Directions: Work out how many lines in the material below hold the word "photograph". Write only the number.

Task material:
###

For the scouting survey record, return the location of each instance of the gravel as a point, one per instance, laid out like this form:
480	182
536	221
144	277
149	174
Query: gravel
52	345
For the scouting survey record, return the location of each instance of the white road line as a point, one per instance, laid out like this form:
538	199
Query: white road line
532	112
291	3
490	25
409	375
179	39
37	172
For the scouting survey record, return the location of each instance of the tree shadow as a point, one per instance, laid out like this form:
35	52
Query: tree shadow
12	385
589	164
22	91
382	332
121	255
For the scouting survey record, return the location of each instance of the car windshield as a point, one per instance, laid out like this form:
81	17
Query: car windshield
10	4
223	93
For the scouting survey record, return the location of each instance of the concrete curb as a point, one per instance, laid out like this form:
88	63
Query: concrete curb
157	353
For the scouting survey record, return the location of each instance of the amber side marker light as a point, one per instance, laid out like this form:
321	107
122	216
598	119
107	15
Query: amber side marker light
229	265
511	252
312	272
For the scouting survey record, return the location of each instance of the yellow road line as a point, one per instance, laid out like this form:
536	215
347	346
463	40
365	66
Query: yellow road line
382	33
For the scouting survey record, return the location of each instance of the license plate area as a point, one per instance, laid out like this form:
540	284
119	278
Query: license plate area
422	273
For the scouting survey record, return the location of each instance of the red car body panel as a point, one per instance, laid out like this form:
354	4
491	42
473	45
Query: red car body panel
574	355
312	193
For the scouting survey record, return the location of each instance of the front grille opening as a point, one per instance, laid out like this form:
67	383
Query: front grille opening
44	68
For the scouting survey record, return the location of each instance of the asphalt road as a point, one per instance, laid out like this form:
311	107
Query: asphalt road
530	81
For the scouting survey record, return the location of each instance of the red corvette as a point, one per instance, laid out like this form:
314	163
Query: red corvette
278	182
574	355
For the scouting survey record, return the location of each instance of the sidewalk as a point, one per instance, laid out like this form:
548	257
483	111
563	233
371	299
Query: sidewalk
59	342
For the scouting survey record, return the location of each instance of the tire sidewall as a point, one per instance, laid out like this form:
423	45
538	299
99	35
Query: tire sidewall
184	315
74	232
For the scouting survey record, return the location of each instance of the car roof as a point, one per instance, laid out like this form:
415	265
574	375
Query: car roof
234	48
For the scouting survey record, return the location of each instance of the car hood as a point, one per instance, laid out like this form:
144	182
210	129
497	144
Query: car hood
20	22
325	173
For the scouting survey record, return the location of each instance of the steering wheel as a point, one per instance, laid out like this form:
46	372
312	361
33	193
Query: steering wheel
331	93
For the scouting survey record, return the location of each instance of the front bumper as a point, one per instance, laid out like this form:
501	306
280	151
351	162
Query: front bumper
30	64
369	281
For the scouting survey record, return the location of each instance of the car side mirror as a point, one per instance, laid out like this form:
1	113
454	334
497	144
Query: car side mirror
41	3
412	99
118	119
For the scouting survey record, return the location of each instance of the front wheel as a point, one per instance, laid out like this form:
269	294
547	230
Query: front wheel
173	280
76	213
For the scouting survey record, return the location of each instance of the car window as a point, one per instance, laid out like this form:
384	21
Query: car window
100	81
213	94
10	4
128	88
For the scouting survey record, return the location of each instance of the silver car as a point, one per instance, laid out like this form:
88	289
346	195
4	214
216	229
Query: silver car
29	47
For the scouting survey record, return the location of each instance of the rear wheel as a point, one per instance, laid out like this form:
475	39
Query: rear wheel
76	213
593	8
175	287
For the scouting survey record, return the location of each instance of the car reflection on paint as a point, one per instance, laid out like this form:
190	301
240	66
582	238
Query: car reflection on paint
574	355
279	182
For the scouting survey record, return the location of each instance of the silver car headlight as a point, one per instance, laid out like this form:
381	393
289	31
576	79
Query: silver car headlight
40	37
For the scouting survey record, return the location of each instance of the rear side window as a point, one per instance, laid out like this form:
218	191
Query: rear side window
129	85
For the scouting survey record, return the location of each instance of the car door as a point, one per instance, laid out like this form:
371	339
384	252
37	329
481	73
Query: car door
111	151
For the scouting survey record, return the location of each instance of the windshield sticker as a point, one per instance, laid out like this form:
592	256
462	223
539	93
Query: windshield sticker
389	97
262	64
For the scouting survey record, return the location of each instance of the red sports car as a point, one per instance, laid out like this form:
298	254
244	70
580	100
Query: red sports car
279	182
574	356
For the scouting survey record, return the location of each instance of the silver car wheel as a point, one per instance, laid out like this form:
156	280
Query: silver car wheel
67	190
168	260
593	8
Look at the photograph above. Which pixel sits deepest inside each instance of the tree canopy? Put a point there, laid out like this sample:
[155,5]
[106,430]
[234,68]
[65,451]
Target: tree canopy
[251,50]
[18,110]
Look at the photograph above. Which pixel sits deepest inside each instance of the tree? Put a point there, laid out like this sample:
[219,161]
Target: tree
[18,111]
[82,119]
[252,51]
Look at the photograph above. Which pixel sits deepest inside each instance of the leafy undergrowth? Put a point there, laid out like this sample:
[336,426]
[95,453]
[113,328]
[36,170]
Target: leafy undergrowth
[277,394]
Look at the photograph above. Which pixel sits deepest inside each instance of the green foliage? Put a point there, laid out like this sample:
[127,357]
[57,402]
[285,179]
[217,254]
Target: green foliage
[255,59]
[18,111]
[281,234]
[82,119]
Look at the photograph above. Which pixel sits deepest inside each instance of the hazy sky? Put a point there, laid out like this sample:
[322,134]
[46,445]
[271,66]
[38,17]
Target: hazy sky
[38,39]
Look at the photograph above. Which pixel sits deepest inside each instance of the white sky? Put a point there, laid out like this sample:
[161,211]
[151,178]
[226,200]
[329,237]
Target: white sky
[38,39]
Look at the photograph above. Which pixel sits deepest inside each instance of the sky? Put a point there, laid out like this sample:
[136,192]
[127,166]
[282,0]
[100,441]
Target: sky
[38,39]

###

Task answer: 7